Saved entries
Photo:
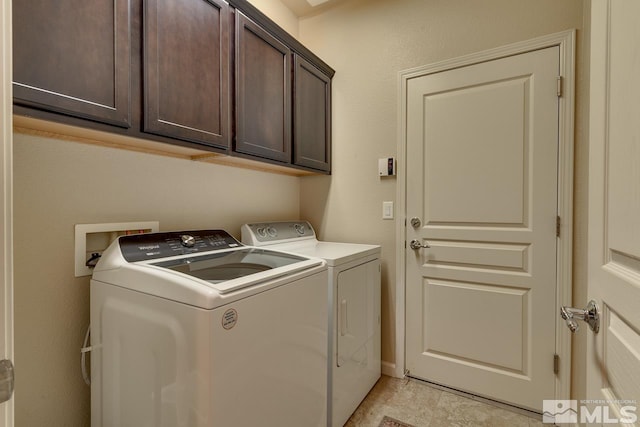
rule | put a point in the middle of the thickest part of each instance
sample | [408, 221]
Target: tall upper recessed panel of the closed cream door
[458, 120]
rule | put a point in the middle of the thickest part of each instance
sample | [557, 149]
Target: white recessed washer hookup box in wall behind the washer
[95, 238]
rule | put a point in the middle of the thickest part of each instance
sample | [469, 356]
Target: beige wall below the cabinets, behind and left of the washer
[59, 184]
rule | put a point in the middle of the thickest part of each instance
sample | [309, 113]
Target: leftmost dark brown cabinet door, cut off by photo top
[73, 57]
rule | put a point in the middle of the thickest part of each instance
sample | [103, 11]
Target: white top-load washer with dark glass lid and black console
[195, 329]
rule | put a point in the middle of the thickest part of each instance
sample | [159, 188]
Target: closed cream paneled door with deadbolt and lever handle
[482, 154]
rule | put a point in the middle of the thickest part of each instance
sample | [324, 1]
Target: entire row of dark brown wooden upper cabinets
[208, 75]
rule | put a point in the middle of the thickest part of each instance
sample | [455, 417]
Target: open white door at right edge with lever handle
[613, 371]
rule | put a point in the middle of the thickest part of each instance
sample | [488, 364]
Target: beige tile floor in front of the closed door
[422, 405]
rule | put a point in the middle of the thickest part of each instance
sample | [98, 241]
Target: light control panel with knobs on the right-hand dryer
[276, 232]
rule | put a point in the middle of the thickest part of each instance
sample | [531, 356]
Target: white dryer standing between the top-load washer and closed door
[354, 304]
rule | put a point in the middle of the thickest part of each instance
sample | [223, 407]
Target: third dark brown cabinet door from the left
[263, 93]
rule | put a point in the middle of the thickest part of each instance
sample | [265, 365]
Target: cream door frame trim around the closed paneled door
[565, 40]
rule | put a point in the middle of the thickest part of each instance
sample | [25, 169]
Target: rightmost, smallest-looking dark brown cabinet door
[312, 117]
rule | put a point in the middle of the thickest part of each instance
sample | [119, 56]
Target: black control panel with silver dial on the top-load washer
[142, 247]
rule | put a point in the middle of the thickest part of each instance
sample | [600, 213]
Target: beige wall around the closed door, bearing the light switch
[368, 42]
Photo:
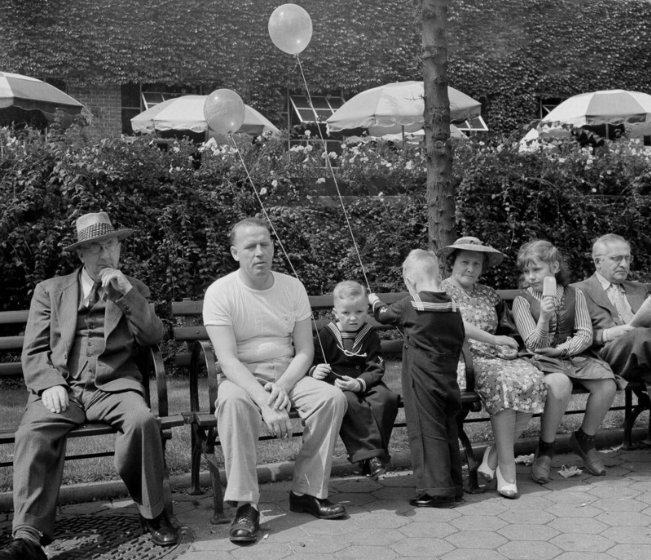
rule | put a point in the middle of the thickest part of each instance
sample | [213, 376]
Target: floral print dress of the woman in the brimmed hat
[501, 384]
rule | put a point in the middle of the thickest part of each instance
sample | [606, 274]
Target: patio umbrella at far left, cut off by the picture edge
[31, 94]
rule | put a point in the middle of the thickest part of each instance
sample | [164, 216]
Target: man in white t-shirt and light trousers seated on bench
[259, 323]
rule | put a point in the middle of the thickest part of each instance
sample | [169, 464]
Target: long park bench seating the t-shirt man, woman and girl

## Activity
Only the lines above from the line containing "Target: tall upper" through the line containing "sample | [265, 365]" should be retyped, exactly and with both ends included.

## Solution for this problem
Target: tall upper recessed panel of the closed cream door
[458, 120]
rule | put a point in the middle of the thickest part of each instance
sample | [557, 149]
Target: white recessed washer hookup box in wall behind the washer
[95, 238]
rule | put a point in the middle of the thickest part of each instance
sample | [469, 356]
Target: beige wall below the cabinets, behind and left of the washer
[59, 184]
rule | put a point in the middle of the thickest part of each instance
sample | [309, 113]
Target: leftmost dark brown cabinet door, cut off by photo top
[73, 57]
rule | put a point in the middle of the thickest part of each instance
sample | [103, 11]
Target: white top-load washer with dark glass lid and black console
[195, 329]
rule | put a point in the middle of the thickest part of each instance
sample | [159, 188]
Target: closed cream paneled door with deadbolt and lever handle
[482, 154]
rule | put a point in the middle of the thickest part of each instance
sample | [324, 1]
Target: entire row of dark brown wooden upper cabinets
[208, 75]
rule | put a point in the middle of the thickest part of each instance
sample | [455, 417]
Target: open white door at right edge with lever handle
[613, 371]
rule | put a point in the middle of the thickest part of each instance
sample | [488, 364]
Target: beige tile floor in front of the closed door
[422, 405]
rule | put a point in the middle of the thickest part of each instance
sample | [98, 241]
Target: light control panel with knobs on the right-hand dryer
[276, 232]
rule | put a point in the middle of the thickest part of each instance
sample | [531, 356]
Target: white dryer standing between the top-load washer and closed door
[354, 304]
rule | put a point in the middle of the thickest part of each instance
sample | [223, 407]
Target: third dark brown cabinet door from the left
[263, 93]
rule | put a point in the middle of the thickest part of each instance
sample | [265, 365]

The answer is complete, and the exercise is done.